(PAGE EXTRACT)
Like most indie filmmakers, I made a lot of mistakes when I first started.


But, this is one of the biggest mistakes I made in film:


Not Creating A Home — A Welcoming Environment — For Your Team


Here’s what happened:


The first time I noticed I missed this was when I worked on a film production out of state.


It was also the first time I had this responsibility for someone else’s movie.


While I thought I did a lot of things right…


For some reason, I missed this one, key human element.


I’d welcome people in, answer questions, host team meetings, and be available for concerns (and take action on them).


But, I was focusing on the professionalism of the production.


The efficiency of it.


Ensuring the result of an end product: the film.


And while, I made efforts to take care of cast & crew…


what I didn’t make a priority at the time was self-care (for myself and others).


After all, it was a new place for me too.


I was one of few who had never been there before.


I didn’t know what was missing at the time, but I could feel a void.


We, as a team, didn’t feel connected like one collective pursuing a common goal.


That project ended. Some time went by…


After a few more productions, I could finally identify what was missing.


It’s also worth acknowledging that making this mistake taught me a ton.


On my next project, I set out right away to create a welcoming environment for everyone.


This time the film production was set in the woods.


So, my partner and I made an entire themed production:


a “Welcome to Camp” experience…


We filled it with guides, resources, local hotspots, good food recommendations, housing tips, and more. All you would expect from good hospitality.


And, for extra nostalgia, it was printed with that old-school summer camp vibe.


But here’s where the real, key human element came in:


We hosted social events like bonfires, game nights, and outdoor activities.


We did this to help change things up for everyone. Allow each to connect after hours, and have conversations.


A film production requires the greatest form of collaboration.


Allowing people to feel welcome and comfortable helps to build trust.


This, in turn, provides opportunity for sharing feedback, having fun, and building lasting friendships.


That’s what it’s all about for me.


This is why I encourage everyone to see their mistakes (and “failures”) as necessary steps along the path.


There is always a lesson to be learned.
(End PAGE EXTRACT)
**TASKS TO CARRY OUT**
**1.** Decide whether each statement agrees with the filmmaking reflection: (a) the social events included bonfires and game nights; (b) the writer had visited the out-of-state location before; (c) during the out-of-state production, the writer made self-care a priority. Answer yes or no for each, quoting the words of the text that settle it.
**2.** Copy out the filmmaking reflection starting with "On my next project, I" and going on through "from good hospitality.", substituting "mountains" for "woods".
(INFORMATION SHOWN)
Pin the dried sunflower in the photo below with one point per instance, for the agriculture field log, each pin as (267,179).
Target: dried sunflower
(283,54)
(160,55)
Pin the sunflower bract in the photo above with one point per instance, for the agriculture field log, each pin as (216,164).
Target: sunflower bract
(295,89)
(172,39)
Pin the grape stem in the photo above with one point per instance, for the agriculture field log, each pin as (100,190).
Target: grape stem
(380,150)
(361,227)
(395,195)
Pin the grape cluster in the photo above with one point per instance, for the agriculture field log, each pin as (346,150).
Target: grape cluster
(End INFORMATION SHOWN)
(INFORMATION SHOWN)
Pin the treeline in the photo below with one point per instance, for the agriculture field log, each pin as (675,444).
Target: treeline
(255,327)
(End INFORMATION SHOWN)
(INFORMATION SHOWN)
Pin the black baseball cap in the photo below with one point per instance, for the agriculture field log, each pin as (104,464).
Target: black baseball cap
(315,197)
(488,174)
(End INFORMATION SHOWN)
**RESULTS BY TASK**
**1.**
(a) Yes: "We hosted social events like bonfires, game nights, and outdoor activities."
(b) No: "I was one of few who had never been there before."
(c) No: "what I didn’t make a priority at the time was self-care (for myself and others)."

**2.**
On my next project, I set out right away to create a welcoming environment for everyone.


This time the film production was set in the mountains.


So, my partner and I made an entire themed production:


a “Welcome to Camp” experience…


We filled it with guides, resources, local hotspots, good food recommendations, housing tips, and more. All you would expect from good hospitality.